- **Items from a dataset**:
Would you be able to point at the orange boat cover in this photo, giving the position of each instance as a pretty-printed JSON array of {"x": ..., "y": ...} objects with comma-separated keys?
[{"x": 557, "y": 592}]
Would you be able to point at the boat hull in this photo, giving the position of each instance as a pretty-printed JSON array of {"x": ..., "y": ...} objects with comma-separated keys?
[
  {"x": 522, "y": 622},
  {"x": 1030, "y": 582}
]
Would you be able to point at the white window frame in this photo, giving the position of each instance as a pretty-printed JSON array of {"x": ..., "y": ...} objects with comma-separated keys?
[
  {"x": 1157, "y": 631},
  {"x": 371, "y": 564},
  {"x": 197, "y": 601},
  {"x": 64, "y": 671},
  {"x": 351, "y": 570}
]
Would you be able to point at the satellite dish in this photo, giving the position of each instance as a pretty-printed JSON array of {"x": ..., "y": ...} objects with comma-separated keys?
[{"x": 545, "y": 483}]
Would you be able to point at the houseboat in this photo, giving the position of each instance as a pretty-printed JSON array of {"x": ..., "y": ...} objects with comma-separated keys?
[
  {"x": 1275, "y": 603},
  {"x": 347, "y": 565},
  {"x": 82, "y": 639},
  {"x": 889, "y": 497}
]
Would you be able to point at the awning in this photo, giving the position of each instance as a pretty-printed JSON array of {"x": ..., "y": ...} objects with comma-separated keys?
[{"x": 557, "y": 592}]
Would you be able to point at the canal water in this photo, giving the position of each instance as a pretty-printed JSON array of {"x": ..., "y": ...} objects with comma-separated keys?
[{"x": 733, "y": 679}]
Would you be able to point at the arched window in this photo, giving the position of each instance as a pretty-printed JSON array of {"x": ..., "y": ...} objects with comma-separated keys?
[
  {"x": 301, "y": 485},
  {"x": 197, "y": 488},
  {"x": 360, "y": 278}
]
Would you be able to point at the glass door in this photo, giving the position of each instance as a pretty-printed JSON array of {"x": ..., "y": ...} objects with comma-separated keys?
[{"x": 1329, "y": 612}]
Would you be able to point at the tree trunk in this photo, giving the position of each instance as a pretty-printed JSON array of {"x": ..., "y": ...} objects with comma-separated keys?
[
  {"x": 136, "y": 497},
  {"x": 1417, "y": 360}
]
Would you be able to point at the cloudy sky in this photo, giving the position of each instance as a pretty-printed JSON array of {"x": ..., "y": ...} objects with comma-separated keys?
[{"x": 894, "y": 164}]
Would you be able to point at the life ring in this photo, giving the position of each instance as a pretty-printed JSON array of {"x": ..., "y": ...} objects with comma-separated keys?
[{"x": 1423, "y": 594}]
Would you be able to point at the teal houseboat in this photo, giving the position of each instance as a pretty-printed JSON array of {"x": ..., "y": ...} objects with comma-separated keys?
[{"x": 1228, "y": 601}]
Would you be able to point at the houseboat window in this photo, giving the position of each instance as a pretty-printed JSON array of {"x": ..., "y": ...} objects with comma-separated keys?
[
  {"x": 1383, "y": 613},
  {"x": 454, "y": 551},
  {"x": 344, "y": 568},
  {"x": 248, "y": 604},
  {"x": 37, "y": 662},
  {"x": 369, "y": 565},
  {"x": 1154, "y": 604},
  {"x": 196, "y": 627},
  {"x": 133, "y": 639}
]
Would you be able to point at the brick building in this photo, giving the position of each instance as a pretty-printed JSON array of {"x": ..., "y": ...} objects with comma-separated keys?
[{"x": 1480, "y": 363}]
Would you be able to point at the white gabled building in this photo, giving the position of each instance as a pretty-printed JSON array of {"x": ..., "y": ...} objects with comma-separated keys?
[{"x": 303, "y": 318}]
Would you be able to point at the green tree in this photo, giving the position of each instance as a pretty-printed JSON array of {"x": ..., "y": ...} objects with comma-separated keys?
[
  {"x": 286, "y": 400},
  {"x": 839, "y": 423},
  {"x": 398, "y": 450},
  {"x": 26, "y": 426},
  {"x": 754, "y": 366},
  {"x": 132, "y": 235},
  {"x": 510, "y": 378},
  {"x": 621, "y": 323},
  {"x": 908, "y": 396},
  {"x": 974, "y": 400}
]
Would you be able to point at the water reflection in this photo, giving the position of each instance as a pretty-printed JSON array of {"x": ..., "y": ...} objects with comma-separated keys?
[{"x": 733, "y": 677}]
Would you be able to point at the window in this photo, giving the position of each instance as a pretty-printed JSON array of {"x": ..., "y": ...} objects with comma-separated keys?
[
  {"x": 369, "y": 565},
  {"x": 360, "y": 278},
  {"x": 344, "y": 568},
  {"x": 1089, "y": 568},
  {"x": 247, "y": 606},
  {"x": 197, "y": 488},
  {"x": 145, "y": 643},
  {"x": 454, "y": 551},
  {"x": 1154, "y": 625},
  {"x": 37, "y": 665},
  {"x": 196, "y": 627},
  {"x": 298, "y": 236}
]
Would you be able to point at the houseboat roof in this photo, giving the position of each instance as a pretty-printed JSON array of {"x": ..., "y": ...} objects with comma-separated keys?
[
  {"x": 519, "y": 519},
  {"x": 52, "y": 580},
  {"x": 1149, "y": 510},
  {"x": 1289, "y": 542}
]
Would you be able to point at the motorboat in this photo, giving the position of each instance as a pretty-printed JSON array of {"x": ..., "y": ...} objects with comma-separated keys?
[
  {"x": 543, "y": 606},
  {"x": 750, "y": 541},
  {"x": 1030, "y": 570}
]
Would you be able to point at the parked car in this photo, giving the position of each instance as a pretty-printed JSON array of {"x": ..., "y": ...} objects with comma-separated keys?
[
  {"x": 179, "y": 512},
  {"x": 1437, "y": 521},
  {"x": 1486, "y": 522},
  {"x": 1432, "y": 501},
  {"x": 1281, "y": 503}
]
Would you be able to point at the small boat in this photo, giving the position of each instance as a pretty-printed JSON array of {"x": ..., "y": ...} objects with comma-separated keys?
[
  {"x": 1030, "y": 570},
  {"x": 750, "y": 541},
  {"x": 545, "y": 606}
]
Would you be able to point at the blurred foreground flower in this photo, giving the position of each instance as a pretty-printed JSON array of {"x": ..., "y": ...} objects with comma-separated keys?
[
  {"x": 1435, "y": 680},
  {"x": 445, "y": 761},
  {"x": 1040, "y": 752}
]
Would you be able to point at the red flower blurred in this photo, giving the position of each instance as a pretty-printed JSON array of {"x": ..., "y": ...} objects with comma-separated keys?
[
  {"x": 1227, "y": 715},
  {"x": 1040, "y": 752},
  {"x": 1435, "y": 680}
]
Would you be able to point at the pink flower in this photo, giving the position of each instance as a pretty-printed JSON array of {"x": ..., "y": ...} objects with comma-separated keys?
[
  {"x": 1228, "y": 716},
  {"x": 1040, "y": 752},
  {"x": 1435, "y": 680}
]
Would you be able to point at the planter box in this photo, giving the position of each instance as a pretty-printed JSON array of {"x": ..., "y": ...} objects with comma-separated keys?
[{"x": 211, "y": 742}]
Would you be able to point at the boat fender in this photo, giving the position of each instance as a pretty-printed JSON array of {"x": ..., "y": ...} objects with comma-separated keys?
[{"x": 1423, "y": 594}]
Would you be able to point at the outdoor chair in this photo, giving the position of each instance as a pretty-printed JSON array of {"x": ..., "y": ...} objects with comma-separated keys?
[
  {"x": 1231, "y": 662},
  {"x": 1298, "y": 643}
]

- **WORK INSTRUCTIONS**: Repeat, word for word, every line from the line that contains "Would you be able to point at the outdoor" to the end of the entries; include both of those lines and no others.

- **WRITTEN ANSWER**:
Would you be able to point at the outdoor chair in this photo, giving the position of each instance as a pretty-printed JSON array of {"x": ..., "y": ...} objects with comma-separated keys?
[
  {"x": 1231, "y": 662},
  {"x": 1298, "y": 643}
]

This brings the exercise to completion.